* Given records:
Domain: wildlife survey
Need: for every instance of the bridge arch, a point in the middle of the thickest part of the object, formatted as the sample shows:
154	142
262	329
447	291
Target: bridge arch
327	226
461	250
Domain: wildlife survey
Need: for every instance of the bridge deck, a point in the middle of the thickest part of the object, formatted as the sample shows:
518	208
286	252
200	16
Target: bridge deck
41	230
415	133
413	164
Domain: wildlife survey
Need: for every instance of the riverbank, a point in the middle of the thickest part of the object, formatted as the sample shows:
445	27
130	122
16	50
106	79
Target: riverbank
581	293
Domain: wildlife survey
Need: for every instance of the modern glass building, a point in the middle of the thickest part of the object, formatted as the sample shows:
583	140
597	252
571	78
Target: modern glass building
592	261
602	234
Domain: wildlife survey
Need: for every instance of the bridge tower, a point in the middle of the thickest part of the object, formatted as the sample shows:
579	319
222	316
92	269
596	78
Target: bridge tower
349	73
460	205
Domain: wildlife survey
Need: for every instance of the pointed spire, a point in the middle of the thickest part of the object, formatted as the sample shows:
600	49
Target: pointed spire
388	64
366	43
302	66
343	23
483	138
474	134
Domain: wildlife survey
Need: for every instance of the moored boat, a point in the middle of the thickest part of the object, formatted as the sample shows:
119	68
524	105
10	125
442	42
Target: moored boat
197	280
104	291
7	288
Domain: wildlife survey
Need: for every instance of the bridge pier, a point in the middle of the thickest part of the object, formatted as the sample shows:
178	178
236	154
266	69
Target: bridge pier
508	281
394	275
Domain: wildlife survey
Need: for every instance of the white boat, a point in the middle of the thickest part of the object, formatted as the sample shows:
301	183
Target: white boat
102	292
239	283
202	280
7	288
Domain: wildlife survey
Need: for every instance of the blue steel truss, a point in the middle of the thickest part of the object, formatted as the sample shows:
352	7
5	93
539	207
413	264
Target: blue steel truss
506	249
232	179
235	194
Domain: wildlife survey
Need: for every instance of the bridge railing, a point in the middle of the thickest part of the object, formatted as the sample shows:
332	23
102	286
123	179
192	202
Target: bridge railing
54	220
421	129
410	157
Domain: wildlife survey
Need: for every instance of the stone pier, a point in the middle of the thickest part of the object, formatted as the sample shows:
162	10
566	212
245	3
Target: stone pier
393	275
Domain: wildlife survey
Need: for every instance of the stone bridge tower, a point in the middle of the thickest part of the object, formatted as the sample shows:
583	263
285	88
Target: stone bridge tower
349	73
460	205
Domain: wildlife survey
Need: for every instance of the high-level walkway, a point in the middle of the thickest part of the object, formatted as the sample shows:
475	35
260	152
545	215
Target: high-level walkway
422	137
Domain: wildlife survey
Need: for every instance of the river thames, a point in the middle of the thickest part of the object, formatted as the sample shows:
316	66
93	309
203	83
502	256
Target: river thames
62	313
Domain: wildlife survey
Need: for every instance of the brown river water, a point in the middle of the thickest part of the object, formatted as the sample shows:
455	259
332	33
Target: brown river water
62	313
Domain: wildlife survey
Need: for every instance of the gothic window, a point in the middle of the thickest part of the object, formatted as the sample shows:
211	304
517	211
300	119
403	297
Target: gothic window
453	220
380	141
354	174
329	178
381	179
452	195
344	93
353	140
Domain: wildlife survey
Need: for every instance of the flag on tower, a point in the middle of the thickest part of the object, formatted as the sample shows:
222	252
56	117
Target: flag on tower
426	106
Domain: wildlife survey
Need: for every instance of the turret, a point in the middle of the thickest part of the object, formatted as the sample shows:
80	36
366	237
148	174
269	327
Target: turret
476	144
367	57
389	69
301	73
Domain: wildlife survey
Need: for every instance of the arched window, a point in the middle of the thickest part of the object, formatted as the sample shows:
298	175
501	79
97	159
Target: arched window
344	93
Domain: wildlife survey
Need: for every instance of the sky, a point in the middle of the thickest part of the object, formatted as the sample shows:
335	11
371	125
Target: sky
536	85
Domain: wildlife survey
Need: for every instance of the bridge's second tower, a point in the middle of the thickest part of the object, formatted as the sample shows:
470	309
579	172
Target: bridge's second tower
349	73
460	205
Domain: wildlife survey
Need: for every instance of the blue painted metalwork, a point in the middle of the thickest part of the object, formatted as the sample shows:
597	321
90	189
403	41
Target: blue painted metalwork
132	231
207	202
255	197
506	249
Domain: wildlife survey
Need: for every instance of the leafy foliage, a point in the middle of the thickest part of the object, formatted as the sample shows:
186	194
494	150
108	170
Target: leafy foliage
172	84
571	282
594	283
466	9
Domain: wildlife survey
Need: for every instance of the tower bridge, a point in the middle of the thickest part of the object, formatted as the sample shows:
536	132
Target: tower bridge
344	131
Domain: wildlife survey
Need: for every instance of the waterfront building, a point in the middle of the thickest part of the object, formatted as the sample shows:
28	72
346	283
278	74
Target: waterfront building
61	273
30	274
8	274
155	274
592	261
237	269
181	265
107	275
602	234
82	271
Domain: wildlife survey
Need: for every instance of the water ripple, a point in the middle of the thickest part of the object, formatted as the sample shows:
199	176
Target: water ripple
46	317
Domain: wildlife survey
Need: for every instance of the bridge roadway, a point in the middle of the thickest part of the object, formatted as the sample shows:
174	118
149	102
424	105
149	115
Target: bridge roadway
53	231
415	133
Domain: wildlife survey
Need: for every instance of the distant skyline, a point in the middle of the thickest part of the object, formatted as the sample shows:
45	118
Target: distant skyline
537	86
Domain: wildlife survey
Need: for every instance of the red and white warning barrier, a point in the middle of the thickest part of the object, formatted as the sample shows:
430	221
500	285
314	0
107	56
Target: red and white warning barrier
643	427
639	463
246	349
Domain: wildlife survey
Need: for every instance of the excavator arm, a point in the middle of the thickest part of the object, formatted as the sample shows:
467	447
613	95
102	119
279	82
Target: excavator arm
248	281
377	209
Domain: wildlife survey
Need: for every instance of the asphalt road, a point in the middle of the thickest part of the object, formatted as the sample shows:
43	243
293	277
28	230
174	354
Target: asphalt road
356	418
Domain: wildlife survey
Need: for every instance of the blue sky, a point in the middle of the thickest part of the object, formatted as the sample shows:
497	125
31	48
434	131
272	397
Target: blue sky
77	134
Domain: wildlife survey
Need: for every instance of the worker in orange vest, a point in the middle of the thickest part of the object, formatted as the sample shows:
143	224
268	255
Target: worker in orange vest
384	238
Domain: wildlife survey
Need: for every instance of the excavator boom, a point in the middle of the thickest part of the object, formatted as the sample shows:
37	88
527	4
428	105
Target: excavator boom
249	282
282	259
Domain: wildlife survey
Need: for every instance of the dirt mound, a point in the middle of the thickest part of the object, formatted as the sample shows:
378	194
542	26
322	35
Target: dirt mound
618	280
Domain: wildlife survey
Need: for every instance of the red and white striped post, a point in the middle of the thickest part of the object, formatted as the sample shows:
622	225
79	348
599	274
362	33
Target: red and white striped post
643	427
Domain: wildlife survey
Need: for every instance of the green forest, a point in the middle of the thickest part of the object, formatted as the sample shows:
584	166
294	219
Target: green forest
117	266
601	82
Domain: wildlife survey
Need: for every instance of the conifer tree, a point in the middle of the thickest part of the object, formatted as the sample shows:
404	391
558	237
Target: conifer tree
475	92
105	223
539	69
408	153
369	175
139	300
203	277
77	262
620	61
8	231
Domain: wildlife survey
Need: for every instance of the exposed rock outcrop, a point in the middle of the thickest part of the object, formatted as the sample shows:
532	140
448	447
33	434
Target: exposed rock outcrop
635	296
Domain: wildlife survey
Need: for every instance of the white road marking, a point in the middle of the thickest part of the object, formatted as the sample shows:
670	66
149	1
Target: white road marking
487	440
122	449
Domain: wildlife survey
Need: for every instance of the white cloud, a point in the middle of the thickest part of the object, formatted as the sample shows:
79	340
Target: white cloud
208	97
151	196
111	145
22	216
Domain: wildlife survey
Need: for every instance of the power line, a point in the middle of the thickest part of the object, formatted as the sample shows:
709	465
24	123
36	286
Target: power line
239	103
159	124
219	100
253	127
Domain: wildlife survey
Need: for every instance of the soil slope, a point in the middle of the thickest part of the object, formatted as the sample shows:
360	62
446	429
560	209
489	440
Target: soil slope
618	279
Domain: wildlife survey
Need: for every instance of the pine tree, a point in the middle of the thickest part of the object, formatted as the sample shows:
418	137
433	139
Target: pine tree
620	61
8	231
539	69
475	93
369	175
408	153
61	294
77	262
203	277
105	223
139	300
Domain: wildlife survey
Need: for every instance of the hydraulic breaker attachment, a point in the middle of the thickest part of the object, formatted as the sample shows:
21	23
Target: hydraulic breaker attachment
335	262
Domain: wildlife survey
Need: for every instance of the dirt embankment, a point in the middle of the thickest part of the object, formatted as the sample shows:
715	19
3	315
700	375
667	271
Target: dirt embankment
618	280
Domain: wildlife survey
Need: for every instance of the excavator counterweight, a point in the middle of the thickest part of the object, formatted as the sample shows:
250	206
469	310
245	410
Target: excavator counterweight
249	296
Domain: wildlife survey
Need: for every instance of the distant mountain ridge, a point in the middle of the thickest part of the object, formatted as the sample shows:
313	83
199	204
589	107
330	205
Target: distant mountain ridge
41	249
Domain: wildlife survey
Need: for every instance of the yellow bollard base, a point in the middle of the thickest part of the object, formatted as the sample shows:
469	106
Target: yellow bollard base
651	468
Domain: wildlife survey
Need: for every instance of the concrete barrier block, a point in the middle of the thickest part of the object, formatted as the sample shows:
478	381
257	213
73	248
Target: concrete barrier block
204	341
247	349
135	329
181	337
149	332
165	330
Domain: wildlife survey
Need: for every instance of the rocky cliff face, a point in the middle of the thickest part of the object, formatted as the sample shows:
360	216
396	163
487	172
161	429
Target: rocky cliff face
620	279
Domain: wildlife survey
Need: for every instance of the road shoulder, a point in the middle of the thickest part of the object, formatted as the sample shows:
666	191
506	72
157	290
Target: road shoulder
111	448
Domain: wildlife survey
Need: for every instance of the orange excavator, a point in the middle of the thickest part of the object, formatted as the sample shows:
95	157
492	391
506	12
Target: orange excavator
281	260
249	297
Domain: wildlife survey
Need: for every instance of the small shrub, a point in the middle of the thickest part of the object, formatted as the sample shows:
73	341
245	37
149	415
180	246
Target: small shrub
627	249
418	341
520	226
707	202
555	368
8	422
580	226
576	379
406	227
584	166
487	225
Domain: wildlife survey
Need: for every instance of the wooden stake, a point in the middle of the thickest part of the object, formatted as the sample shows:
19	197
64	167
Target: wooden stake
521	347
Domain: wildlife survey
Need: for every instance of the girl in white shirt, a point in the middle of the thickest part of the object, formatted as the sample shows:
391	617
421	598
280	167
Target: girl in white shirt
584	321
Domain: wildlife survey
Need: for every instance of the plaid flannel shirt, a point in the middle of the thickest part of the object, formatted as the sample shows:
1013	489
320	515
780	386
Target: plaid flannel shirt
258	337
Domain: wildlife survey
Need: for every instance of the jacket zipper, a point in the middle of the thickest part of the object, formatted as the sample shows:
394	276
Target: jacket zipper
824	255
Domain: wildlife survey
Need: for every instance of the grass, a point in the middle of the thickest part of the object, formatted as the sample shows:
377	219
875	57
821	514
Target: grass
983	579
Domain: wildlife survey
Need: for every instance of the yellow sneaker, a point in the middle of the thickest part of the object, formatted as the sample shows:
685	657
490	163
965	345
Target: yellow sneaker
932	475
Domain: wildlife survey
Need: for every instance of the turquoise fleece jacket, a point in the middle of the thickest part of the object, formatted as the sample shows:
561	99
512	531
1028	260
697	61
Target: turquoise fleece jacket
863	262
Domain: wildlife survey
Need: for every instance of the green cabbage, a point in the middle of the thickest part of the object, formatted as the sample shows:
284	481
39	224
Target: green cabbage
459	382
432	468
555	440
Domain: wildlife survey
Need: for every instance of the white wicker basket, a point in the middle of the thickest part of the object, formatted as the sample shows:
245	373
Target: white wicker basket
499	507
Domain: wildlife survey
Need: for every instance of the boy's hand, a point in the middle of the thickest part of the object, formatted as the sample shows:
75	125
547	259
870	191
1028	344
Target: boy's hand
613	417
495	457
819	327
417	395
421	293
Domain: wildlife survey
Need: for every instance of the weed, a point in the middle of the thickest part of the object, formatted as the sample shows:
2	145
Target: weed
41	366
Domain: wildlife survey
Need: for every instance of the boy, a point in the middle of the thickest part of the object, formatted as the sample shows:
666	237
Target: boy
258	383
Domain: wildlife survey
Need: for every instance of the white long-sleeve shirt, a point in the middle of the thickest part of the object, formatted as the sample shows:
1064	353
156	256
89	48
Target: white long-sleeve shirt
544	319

* Aim of the task: Exact copies of the lines from the one containing "Need: for every instance of the boy, a" through the final line of the records are all the answer should hold.

* Your response:
Need: for every instance of the boy, a point in the middle of the thickest part of the object, formatted as the sample shows:
666	237
Target: boy
258	383
Domain: wildlife survey
Need: for every instance of the white long-sleeve shirt, a point in the middle of the thickest part of the object, formatted as the sample shows:
1064	353
156	256
89	48
Target: white long-sleeve shirt
544	319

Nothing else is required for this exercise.